- Instructions to follow: Print every record word for word.
========
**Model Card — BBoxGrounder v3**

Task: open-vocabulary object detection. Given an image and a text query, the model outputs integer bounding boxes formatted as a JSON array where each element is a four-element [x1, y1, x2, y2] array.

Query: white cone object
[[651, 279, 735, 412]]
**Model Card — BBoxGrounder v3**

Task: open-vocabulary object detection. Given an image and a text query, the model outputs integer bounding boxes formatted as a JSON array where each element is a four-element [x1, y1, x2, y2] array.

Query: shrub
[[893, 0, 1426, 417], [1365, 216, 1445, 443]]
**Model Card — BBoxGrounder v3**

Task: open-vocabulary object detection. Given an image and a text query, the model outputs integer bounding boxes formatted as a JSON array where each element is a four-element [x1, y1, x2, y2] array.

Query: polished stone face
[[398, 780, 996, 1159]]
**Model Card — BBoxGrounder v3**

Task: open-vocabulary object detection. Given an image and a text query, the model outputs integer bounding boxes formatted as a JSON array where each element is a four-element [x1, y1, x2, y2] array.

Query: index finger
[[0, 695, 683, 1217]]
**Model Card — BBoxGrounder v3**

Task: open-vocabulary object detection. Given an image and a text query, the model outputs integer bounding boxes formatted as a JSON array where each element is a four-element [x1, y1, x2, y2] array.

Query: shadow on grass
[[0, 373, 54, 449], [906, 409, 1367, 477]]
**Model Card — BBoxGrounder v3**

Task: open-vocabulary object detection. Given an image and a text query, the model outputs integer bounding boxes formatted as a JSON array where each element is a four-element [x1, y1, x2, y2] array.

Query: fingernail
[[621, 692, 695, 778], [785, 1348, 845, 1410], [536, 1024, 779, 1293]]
========
- Task response:
**Model Card — BBoxGrounder v3**

Task: open-vocabulary object detection. Given an image and a text query, the model outputs integer bounding boxes formatted as a JSON array where each element is a four-element [x1, y1, x2, y2] array.

Query: white cone object
[[651, 279, 735, 412]]
**Model Card — BBoxGrounder v3**

Task: open-vocabulary object detection. Given an image and a text query, the model outputs integer bounding boxes formatted as a JSON array where each element is a four-element [x1, y1, x2, y2] array.

Query: shrub
[[893, 0, 1426, 417], [1365, 216, 1445, 443]]
**Model Card — BBoxGrounder v3**

Task: open-vocabulary object detection. Given an image and a text query, the model outputs integer bounding boxes formatted as a JSON array where each element is a four-element [x1, y1, x2, y2] array.

Query: polished stone face
[[398, 780, 996, 1159]]
**Model Card — BBoxGrounder v3**

Task: open-vocabulary object detection. Given an image and a text query, the model outputs integer bounding boxes formatted as a JSON array where each element is a four-element [x1, y1, x2, y2] array.

Query: index finger
[[0, 695, 683, 1217]]
**Model Card — BBoxGrounder v3**

Task: open-vocabulary object detection. Given an image and a text query, the model outputs integer bounding boxes formatted as a JSON array where each element is a four-element [x1, y1, x2, y2] array.

Query: shadow on grass
[[0, 373, 54, 449], [906, 409, 1367, 477]]
**Model Card — BBoxGrounder v3**

Task: open-vocabulary object detection. Given an image and a text query, the model outputs integer bounding boxes formatted as a JSON array where each element is a four-element [x1, y1, x2, y2] array.

Query: fingernail
[[621, 692, 695, 778], [785, 1348, 845, 1410], [536, 1024, 779, 1293]]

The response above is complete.